*WHAT YOU SHOULD DO*: How many lines of the records below contain the string "image"? Case counts; reply with the number alone.

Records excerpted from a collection
>>>

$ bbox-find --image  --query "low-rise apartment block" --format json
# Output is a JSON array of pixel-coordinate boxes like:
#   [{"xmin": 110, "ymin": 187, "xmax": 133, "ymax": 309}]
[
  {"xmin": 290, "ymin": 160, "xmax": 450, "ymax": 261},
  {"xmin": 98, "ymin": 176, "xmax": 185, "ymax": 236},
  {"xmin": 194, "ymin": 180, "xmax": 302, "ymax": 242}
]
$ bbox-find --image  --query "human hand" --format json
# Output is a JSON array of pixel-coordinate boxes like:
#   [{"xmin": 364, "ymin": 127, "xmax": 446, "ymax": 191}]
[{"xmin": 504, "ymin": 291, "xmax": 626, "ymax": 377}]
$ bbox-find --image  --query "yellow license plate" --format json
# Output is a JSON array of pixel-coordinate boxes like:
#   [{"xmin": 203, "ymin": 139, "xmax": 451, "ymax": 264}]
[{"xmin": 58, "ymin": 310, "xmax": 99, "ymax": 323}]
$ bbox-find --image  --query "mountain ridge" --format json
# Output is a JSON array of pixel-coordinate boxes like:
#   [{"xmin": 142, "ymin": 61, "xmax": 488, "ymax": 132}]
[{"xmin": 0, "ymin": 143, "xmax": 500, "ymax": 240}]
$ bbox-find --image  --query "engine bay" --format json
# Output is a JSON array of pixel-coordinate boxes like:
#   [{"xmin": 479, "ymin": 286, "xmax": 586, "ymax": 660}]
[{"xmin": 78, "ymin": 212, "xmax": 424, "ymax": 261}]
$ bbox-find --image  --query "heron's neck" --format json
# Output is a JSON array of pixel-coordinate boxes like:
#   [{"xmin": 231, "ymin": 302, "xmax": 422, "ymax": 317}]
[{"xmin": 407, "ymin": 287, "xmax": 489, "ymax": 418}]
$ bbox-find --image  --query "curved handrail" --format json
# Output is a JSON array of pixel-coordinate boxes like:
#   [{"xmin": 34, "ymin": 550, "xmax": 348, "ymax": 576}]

<<<

*CORRECT RESPONSE*: 7